## Jobs:
[a] Reproduce the part of the GCFL discussion post that starts at "[GCFL-discuss] A Tale" and ends at "Republicans 1.", keeping every word intact.
[b] Write out the lines of the records starting at the line that contains "green grass verge" and ending at the line that contains "[1016,518,1058,553]", with both of those lines included.

## Excerpted passage:

[GCFL-discuss] A Tale of Two Free Rides
Discussion of the Good, Clean Funnies List
gcfl-discuss at gcfl.net
Fri May 2 10:18:21 CDT 2008
Interesting news. And some great points. I heard the other day someone
saying Both Hillary and Obama on the ticket. I'm not sure the Democrats
would have much success if they had to split their votes twice to the
Republicans 1.
Lance
On 5/1/08, Discussion of the Good, Clean Funnies List <gcfl-discuss at gcfl.net>
wrote:
>
> Anyone care to beta test this for me?
>
> Siarlys
>
> Rev. Jeremiah Wright and Hillary Rodham Clinton have something in
> common...
>
> ...both are getting a free ride and access to a national audience on
> someone else's tail.
>
> Orlando syndicated columnist Kathleen Parker pointed out a couple of
> months ago that if Hillary Clinton were a man, she would not be running
> for president. She would never have been Mrs. Bill Clinton, she would
> never have been a national figure, she would never have run for senator
> from New York. (Parker has been doing some thoughtful commentary on how
> race and gender do and do not affect voting. She also observed that Mitt
> Romney had all the personal characteristics which would have made him a
> perfect candidate if only he were a black Baptist woman.)

## Entries:
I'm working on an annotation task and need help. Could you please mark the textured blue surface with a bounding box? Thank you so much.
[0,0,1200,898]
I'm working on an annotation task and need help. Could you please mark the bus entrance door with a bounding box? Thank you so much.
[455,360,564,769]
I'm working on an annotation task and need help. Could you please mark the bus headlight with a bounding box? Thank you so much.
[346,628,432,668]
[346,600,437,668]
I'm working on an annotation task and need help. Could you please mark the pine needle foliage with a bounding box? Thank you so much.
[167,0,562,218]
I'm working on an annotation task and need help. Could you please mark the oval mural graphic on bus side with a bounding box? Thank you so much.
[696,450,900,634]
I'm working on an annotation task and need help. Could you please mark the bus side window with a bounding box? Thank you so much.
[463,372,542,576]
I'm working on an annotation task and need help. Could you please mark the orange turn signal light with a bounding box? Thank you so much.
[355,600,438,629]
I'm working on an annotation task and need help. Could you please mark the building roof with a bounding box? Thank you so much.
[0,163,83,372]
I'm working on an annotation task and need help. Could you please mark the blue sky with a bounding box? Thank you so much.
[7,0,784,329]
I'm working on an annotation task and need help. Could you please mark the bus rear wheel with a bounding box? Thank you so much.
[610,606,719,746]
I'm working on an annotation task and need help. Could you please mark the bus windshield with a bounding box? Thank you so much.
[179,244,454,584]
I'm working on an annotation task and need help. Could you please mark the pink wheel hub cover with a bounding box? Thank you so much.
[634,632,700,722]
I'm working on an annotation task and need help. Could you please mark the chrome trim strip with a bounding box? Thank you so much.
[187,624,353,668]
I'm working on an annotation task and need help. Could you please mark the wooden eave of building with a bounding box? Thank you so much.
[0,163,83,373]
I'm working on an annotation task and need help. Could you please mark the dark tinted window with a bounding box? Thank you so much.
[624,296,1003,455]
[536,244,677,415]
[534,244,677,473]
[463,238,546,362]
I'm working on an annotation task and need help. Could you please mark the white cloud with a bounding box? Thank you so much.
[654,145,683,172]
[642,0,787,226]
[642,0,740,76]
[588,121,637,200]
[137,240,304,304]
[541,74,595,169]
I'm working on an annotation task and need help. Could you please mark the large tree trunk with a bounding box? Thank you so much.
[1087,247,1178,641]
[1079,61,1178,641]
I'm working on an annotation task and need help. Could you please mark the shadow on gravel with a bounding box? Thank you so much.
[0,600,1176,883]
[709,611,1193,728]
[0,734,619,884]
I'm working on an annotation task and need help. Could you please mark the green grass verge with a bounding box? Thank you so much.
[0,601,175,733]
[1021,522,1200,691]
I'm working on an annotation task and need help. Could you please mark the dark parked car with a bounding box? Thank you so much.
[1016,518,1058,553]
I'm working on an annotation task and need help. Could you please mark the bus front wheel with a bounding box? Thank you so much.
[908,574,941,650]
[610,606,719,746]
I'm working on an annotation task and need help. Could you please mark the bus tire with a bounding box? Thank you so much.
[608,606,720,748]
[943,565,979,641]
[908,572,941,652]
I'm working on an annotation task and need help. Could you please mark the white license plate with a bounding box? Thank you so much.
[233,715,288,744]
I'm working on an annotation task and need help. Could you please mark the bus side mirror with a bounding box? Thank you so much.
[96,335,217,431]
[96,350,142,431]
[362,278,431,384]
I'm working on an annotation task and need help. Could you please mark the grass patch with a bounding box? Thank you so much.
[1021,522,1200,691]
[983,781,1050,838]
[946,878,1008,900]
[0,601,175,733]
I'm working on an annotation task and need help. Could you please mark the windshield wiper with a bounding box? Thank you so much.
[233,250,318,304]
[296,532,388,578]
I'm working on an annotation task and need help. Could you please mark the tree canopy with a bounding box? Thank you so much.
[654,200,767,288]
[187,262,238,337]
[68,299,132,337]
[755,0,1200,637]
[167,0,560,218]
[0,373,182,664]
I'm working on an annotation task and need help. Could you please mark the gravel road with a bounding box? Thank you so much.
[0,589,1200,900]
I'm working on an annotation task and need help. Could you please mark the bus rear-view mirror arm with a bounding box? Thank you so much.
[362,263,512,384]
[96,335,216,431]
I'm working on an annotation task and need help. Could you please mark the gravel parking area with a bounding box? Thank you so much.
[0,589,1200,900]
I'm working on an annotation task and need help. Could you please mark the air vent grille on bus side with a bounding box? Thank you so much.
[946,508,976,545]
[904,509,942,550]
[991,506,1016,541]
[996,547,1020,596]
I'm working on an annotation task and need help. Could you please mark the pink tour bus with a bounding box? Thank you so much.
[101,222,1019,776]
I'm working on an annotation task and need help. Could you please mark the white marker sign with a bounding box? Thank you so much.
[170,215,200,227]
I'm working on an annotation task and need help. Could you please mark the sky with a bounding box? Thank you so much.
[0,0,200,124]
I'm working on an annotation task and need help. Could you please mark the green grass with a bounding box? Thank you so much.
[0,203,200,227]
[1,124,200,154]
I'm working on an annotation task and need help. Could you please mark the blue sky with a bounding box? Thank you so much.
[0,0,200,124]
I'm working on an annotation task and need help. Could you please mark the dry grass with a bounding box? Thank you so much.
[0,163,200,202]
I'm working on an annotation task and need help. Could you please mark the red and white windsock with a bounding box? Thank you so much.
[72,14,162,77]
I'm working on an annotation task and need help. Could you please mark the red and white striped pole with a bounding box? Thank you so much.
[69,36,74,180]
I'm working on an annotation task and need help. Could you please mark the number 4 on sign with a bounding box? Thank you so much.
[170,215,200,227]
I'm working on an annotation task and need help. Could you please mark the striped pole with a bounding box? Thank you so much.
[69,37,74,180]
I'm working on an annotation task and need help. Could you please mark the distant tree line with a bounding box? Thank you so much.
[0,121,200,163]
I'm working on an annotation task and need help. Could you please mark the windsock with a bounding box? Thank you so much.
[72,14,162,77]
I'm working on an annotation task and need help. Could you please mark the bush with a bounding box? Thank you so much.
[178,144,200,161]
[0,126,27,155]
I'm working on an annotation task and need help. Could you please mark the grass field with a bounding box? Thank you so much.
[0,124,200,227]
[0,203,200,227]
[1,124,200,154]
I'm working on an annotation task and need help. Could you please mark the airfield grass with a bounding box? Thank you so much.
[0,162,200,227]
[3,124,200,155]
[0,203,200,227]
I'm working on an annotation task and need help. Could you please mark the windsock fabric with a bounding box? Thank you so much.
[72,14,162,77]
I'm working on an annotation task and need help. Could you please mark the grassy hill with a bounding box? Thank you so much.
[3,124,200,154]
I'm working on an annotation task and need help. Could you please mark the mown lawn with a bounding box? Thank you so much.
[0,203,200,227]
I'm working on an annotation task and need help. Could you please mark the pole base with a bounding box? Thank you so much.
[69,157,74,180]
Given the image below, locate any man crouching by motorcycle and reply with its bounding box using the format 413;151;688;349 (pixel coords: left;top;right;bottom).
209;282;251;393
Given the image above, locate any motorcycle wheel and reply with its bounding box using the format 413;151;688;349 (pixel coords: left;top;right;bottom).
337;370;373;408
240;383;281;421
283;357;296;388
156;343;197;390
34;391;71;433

## Per-task answers:
[a]
[GCFL-discuss] A Tale of Two Free Rides
Discussion of the Good, Clean Funnies List
gcfl-discuss at gcfl.net
Fri May 2 10:18:21 CDT 2008
Interesting news. And some great points. I heard the other day someone
saying Both Hillary and Obama on the ticket. I'm not sure the Democrats
would have much success if they had to split their votes twice to the
Republicans 1.

[b]
I'm working on an annotation task and need help. Could you please mark the green grass verge with a bounding box? Thank you so much.
[0,601,175,733]
[1021,522,1200,691]
I'm working on an annotation task and need help. Could you please mark the dark parked car with a bounding box? Thank you so much.
[1016,518,1058,553]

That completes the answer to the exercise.